** Start Data supplied **

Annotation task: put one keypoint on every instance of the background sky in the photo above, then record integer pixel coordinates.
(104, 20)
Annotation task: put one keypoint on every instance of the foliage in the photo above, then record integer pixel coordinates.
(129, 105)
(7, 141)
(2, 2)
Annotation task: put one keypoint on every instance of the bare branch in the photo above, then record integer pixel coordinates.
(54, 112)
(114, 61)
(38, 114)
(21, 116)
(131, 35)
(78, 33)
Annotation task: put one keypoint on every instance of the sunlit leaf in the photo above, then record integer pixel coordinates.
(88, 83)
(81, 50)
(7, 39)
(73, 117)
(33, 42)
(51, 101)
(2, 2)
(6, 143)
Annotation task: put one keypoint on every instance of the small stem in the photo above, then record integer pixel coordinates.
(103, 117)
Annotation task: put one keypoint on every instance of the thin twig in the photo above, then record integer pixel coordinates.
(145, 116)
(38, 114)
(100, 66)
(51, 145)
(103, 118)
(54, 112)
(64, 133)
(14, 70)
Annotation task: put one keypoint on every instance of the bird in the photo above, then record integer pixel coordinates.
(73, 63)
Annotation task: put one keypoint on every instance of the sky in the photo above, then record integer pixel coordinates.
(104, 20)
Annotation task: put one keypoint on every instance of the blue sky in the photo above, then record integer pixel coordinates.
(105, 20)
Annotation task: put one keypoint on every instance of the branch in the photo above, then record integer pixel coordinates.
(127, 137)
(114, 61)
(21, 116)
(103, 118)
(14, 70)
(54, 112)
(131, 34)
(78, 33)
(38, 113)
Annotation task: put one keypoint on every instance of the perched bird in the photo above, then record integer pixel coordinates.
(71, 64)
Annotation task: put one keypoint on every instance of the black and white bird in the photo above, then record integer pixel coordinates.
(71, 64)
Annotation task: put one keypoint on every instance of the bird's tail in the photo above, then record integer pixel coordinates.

** End Data supplied **

_Task requirements_: Your answer should consist only of the lines from the one with "of the foliage" through the end of the data above, reproduced exactly.

_Solved problem_:
Annotation task: put one keypoint on every instance of the foliage in the photo above, then record integer pixel coordinates.
(129, 105)
(7, 141)
(2, 2)
Annotation task: put one keypoint on every instance of the bare branch in the photo above, then record integer pixel coordinates.
(54, 112)
(114, 61)
(38, 114)
(21, 116)
(131, 35)
(78, 33)
Annotation task: put one keypoint on every instance of the sunlit leaf in the photo above, then record integer pixel coordinates.
(88, 83)
(81, 50)
(7, 39)
(73, 117)
(33, 42)
(51, 101)
(2, 2)
(6, 143)
Annotation task: put one keypoint on every instance of the small stem in the photo above, then record integer pixel coordinates.
(103, 117)
Annotation task: put one keypoint on every instance of the thin twig in the photo above, then record integer pixel coordinates.
(145, 116)
(38, 114)
(100, 66)
(51, 145)
(103, 118)
(54, 112)
(64, 133)
(14, 70)
Annotation task: put one keypoint on every instance of the bird in the photo above, then record integer pixel coordinates.
(73, 63)
Annotation task: put one keypoint on every instance of the sky in the photo above, then record integer pixel coordinates.
(104, 20)
Annotation task: put one keypoint on every instance of the blue sky in the photo above, then record integer pixel coordinates.
(105, 20)
Annotation task: put one keypoint on every instance of the branch in the photo above, then record integer pixel coordinates.
(127, 137)
(114, 61)
(21, 116)
(103, 118)
(14, 70)
(54, 112)
(131, 34)
(78, 33)
(38, 113)
Annotation task: put one keypoint on every instance of the perched bird in the photo above, then record integer pixel coordinates.
(71, 64)
Annotation task: put one keypoint on every instance of the black and white bird in the photo above, then record integer pixel coordinates.
(71, 64)
Annotation task: put one keypoint on every instance of the bird's tail in the photo above, then record integer pixel coordinates.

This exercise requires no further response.